● **WRITTEN REQUEST**
Can you transcribe every entry word for word, skipping the images?

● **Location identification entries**
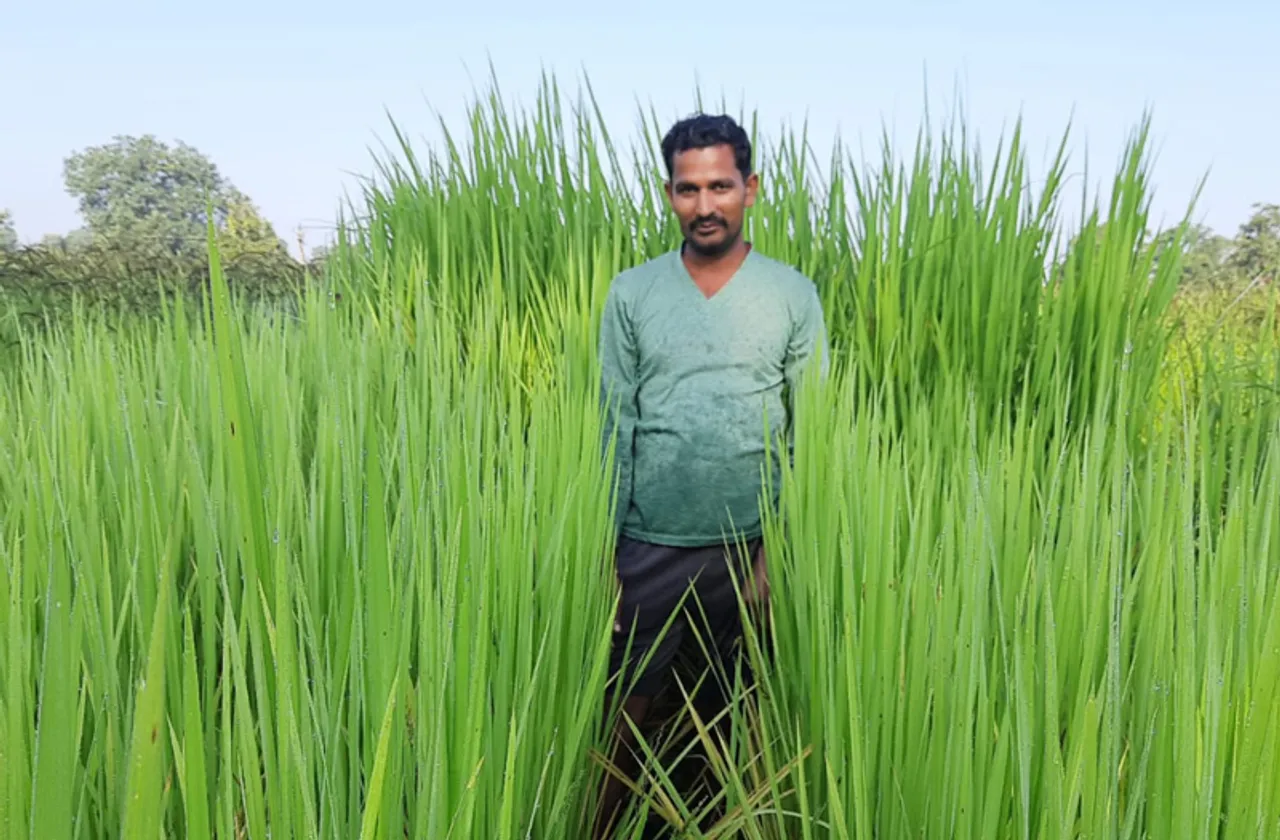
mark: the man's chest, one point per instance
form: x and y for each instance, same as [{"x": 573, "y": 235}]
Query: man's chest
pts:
[{"x": 741, "y": 329}]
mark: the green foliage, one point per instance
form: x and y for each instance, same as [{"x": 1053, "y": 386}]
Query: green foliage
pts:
[
  {"x": 8, "y": 233},
  {"x": 147, "y": 196},
  {"x": 343, "y": 570},
  {"x": 146, "y": 211}
]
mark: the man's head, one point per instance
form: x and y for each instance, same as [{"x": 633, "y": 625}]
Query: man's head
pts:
[{"x": 711, "y": 182}]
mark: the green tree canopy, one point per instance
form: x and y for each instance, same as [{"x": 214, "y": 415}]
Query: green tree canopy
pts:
[
  {"x": 151, "y": 200},
  {"x": 8, "y": 233}
]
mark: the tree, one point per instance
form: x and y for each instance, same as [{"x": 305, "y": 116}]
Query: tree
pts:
[
  {"x": 1257, "y": 246},
  {"x": 1206, "y": 256},
  {"x": 8, "y": 233},
  {"x": 150, "y": 200}
]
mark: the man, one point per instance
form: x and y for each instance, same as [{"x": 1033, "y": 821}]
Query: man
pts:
[{"x": 696, "y": 348}]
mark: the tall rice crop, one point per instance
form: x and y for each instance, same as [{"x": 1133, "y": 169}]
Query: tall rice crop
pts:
[{"x": 343, "y": 571}]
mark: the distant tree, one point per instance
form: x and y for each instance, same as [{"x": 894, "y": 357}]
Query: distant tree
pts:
[
  {"x": 8, "y": 233},
  {"x": 1257, "y": 245},
  {"x": 1206, "y": 256},
  {"x": 150, "y": 199}
]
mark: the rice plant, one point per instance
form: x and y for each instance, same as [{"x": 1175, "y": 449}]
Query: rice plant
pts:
[{"x": 343, "y": 570}]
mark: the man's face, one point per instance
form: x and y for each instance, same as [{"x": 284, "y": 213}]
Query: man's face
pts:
[{"x": 709, "y": 197}]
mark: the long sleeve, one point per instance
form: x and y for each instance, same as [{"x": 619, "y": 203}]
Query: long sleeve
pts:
[{"x": 618, "y": 380}]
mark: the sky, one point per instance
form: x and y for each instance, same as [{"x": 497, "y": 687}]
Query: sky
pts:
[{"x": 293, "y": 100}]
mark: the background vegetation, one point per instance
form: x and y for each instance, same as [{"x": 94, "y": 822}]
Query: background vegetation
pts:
[{"x": 334, "y": 562}]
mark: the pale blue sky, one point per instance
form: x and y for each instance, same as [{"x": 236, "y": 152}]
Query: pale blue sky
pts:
[{"x": 289, "y": 97}]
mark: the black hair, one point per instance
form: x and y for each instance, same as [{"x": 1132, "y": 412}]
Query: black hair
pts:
[{"x": 703, "y": 131}]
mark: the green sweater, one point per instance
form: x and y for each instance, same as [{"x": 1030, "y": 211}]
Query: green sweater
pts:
[{"x": 694, "y": 389}]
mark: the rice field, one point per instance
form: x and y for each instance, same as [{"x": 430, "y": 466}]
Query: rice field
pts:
[{"x": 343, "y": 570}]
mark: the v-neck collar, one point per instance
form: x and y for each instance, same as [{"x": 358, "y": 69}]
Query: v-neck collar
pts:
[{"x": 718, "y": 293}]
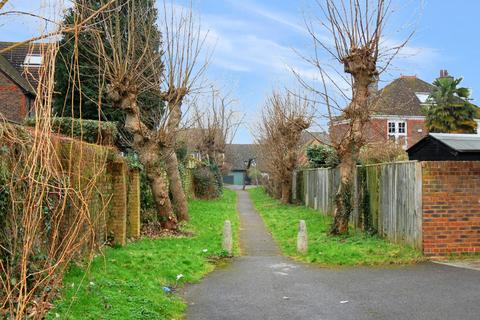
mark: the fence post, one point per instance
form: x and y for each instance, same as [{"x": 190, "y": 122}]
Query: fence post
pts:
[
  {"x": 227, "y": 243},
  {"x": 302, "y": 238},
  {"x": 133, "y": 214},
  {"x": 117, "y": 222}
]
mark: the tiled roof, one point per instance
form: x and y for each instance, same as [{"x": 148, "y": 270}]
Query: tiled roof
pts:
[
  {"x": 10, "y": 71},
  {"x": 16, "y": 57},
  {"x": 400, "y": 97}
]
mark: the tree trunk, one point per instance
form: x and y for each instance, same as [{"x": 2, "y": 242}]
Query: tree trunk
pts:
[
  {"x": 349, "y": 151},
  {"x": 168, "y": 220},
  {"x": 149, "y": 155},
  {"x": 175, "y": 182},
  {"x": 171, "y": 161},
  {"x": 343, "y": 197}
]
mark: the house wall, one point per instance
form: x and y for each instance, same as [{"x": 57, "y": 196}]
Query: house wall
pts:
[
  {"x": 376, "y": 130},
  {"x": 238, "y": 176},
  {"x": 13, "y": 101},
  {"x": 451, "y": 207},
  {"x": 416, "y": 130}
]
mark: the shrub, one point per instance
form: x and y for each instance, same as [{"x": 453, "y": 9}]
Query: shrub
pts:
[
  {"x": 92, "y": 131},
  {"x": 322, "y": 156}
]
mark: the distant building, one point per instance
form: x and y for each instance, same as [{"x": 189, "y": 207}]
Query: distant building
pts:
[
  {"x": 397, "y": 113},
  {"x": 19, "y": 70},
  {"x": 446, "y": 147},
  {"x": 236, "y": 160}
]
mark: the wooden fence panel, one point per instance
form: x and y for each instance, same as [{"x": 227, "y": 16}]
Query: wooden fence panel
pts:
[{"x": 393, "y": 192}]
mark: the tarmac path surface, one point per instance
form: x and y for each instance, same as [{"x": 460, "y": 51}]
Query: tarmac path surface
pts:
[{"x": 262, "y": 284}]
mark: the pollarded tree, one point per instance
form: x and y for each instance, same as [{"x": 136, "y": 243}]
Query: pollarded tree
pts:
[
  {"x": 183, "y": 45},
  {"x": 353, "y": 37},
  {"x": 218, "y": 124},
  {"x": 284, "y": 117},
  {"x": 125, "y": 41},
  {"x": 448, "y": 109}
]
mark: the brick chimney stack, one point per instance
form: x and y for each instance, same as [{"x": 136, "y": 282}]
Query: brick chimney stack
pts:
[{"x": 443, "y": 73}]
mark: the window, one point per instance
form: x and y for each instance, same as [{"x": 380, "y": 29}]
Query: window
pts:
[
  {"x": 397, "y": 131},
  {"x": 391, "y": 127},
  {"x": 33, "y": 60}
]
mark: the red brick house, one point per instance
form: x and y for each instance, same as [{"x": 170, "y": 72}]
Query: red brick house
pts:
[
  {"x": 397, "y": 113},
  {"x": 18, "y": 79}
]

● **WORKED SOLUTION**
mark: the man's chest, one point per instance
form: x and y for each instance, same as [{"x": 573, "y": 235}]
Query: man's chest
pts:
[{"x": 741, "y": 329}]
mark: the green foliage, one point per instance
form: x and y for each instance, same as [{"x": 1053, "y": 386}]
Query: green foliage
pts:
[
  {"x": 8, "y": 233},
  {"x": 147, "y": 196},
  {"x": 343, "y": 570},
  {"x": 146, "y": 211}
]
mark: the man's head, one point per instance
form: x and y for each instance, same as [{"x": 633, "y": 625}]
Query: man's head
pts:
[{"x": 711, "y": 182}]
mark: the green tree canopy, one point per instance
form: x and y for each instance, same as [{"x": 214, "y": 415}]
Query: green tree canopy
pts:
[
  {"x": 151, "y": 200},
  {"x": 8, "y": 233}
]
mark: the tree, one point per instance
form: x and y for each instance, same as [{"x": 305, "y": 116}]
Query: tree
pts:
[
  {"x": 1257, "y": 246},
  {"x": 1206, "y": 256},
  {"x": 8, "y": 233},
  {"x": 150, "y": 200}
]
mark: the man, one point per instance
form: x and y for each instance, same as [{"x": 1033, "y": 821}]
Query: man
pts:
[{"x": 696, "y": 348}]
mark: the tall rice crop, one point per instance
form: x and y for each instance, same as [{"x": 1133, "y": 169}]
Query: tall rice crop
pts:
[{"x": 343, "y": 571}]
mark: the distant tree, one point per instance
form: x and y for each instance, same as [{"x": 894, "y": 357}]
Query: distant tree
pts:
[
  {"x": 8, "y": 233},
  {"x": 1257, "y": 245},
  {"x": 1206, "y": 256},
  {"x": 150, "y": 199}
]
mark: the rice plant, one point per instance
form: x and y for each instance, same as [{"x": 1175, "y": 449}]
Query: rice plant
pts:
[{"x": 343, "y": 570}]
mark: the man's face, one point per instance
form: x and y for each instance, same as [{"x": 284, "y": 213}]
Query: man's face
pts:
[{"x": 709, "y": 197}]
mark: the long sleeve, one point per instance
form: x and y for each instance, same as [{"x": 619, "y": 203}]
Query: long sleeve
pts:
[{"x": 618, "y": 380}]
mark: the sky, one point per instance
form: x and y for each instance, same as [{"x": 497, "y": 687}]
Query: sky
pts:
[{"x": 293, "y": 100}]
mark: the background vegetation, one point per instance
form: x and y for each instance, same as [{"x": 94, "y": 822}]
Query: background vegetation
pts:
[{"x": 334, "y": 562}]
mark: the pale blue sky, one point per instance
form: x and y for each instance, same as [{"x": 236, "y": 152}]
Query: pale blue sky
pts:
[{"x": 289, "y": 97}]
mark: the black hair, one point per instance
form: x and y for each instance, same as [{"x": 1132, "y": 412}]
Query: black hair
pts:
[{"x": 703, "y": 131}]
mark: the green sweater, one point per instance
form: x and y for each instance, same as [{"x": 1030, "y": 211}]
Query: green sweater
pts:
[{"x": 694, "y": 389}]
mark: the rice field, one point per instance
form: x and y for each instance, same as [{"x": 430, "y": 466}]
Query: rice field
pts:
[{"x": 343, "y": 570}]
mark: the v-neck collar, one point per instance
form: x and y for each instance, same as [{"x": 358, "y": 69}]
Query: v-neck collar
pts:
[{"x": 718, "y": 293}]
mark: the fence post, one point per instance
form: x and y for each instance, same as [{"x": 190, "y": 122}]
Query: fence post
pts:
[
  {"x": 227, "y": 243},
  {"x": 302, "y": 238},
  {"x": 133, "y": 214},
  {"x": 117, "y": 222}
]
mark: the tiled roof, one point per instance
form: x and y for each instance, same as [{"x": 148, "y": 270}]
Query: tiled roof
pts:
[
  {"x": 10, "y": 71},
  {"x": 16, "y": 57},
  {"x": 400, "y": 97}
]
mark: the tree trunk, one point per instance
form: x and y for each instance, same as [{"x": 2, "y": 242}]
Query: tree trunk
pts:
[
  {"x": 349, "y": 151},
  {"x": 168, "y": 220},
  {"x": 149, "y": 155},
  {"x": 175, "y": 182},
  {"x": 171, "y": 161},
  {"x": 343, "y": 197}
]
mark: the house wall, one point per instance
form: x and y for each instance, same as [{"x": 57, "y": 196}]
Query: house wall
pts:
[
  {"x": 376, "y": 130},
  {"x": 238, "y": 176},
  {"x": 13, "y": 101},
  {"x": 451, "y": 207},
  {"x": 416, "y": 130}
]
mark: the shrub, one point per instance
form: x and y for each instance, same as [{"x": 453, "y": 9}]
Query: shrub
pts:
[
  {"x": 92, "y": 131},
  {"x": 322, "y": 156}
]
mark: the distant building, one point per instance
form: x and y for each instance, same as [{"x": 189, "y": 207}]
Query: distant building
pts:
[
  {"x": 397, "y": 113},
  {"x": 19, "y": 70},
  {"x": 446, "y": 147},
  {"x": 236, "y": 160}
]
mark: the wooden fence panel, one point per instance
form: x and y for each instance, same as [{"x": 227, "y": 16}]
Query: wooden fence panel
pts:
[{"x": 393, "y": 192}]
mark: the tarmac path surface, one point per instance
form: x and y for each instance, same as [{"x": 460, "y": 51}]
Query: tarmac path surface
pts:
[{"x": 262, "y": 284}]
mark: the pollarded tree, one point per instance
form: x and y for each instance, same as [{"x": 136, "y": 243}]
Query: pollarded tree
pts:
[
  {"x": 183, "y": 45},
  {"x": 353, "y": 37},
  {"x": 218, "y": 124},
  {"x": 284, "y": 117},
  {"x": 125, "y": 41},
  {"x": 448, "y": 109}
]
mark: the brick chimney stack, one point per instance
form: x and y for each instance, same as [{"x": 136, "y": 282}]
Query: brick chimney stack
pts:
[{"x": 443, "y": 73}]
mark: the window, one point per instance
form: x and y for each instance, same as [{"x": 380, "y": 29}]
Query: window
pts:
[
  {"x": 397, "y": 131},
  {"x": 391, "y": 127},
  {"x": 33, "y": 60}
]
mark: the red brick house, one point per instance
form: x and y for each instance, same as [{"x": 170, "y": 72}]
Query: red brick house
pts:
[
  {"x": 397, "y": 113},
  {"x": 18, "y": 79}
]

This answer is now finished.